以下の項目をすべて、一字一句違えずに引用してください。

:::::

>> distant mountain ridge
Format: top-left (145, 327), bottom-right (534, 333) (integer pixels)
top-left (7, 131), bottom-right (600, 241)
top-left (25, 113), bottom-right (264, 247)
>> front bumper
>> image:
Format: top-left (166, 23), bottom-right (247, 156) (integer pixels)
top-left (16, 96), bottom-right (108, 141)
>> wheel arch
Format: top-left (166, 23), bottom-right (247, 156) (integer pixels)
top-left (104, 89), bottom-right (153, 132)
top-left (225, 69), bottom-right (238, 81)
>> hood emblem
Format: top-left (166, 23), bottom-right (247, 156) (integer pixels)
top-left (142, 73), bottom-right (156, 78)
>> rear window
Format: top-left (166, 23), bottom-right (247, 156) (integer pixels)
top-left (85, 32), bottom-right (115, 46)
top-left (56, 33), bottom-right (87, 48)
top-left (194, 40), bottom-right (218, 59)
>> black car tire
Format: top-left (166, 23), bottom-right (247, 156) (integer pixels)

:::::

*記述回答:*
>> distant mountain ridge
Format: top-left (145, 327), bottom-right (534, 333) (integer pixels)
top-left (7, 131), bottom-right (600, 241)
top-left (25, 113), bottom-right (264, 247)
>> front bumper
>> image:
Format: top-left (166, 23), bottom-right (247, 156) (integer pixels)
top-left (16, 96), bottom-right (108, 141)
>> wheel arch
Format: top-left (166, 23), bottom-right (247, 156) (integer pixels)
top-left (104, 89), bottom-right (153, 132)
top-left (225, 69), bottom-right (238, 81)
>> hood emblem
Format: top-left (166, 23), bottom-right (247, 156) (integer pixels)
top-left (142, 73), bottom-right (156, 78)
>> rear window
Format: top-left (166, 23), bottom-right (247, 156) (integer pixels)
top-left (85, 32), bottom-right (115, 46)
top-left (56, 33), bottom-right (87, 48)
top-left (194, 40), bottom-right (218, 59)
>> black car tire
Format: top-left (166, 23), bottom-right (247, 156) (integer pixels)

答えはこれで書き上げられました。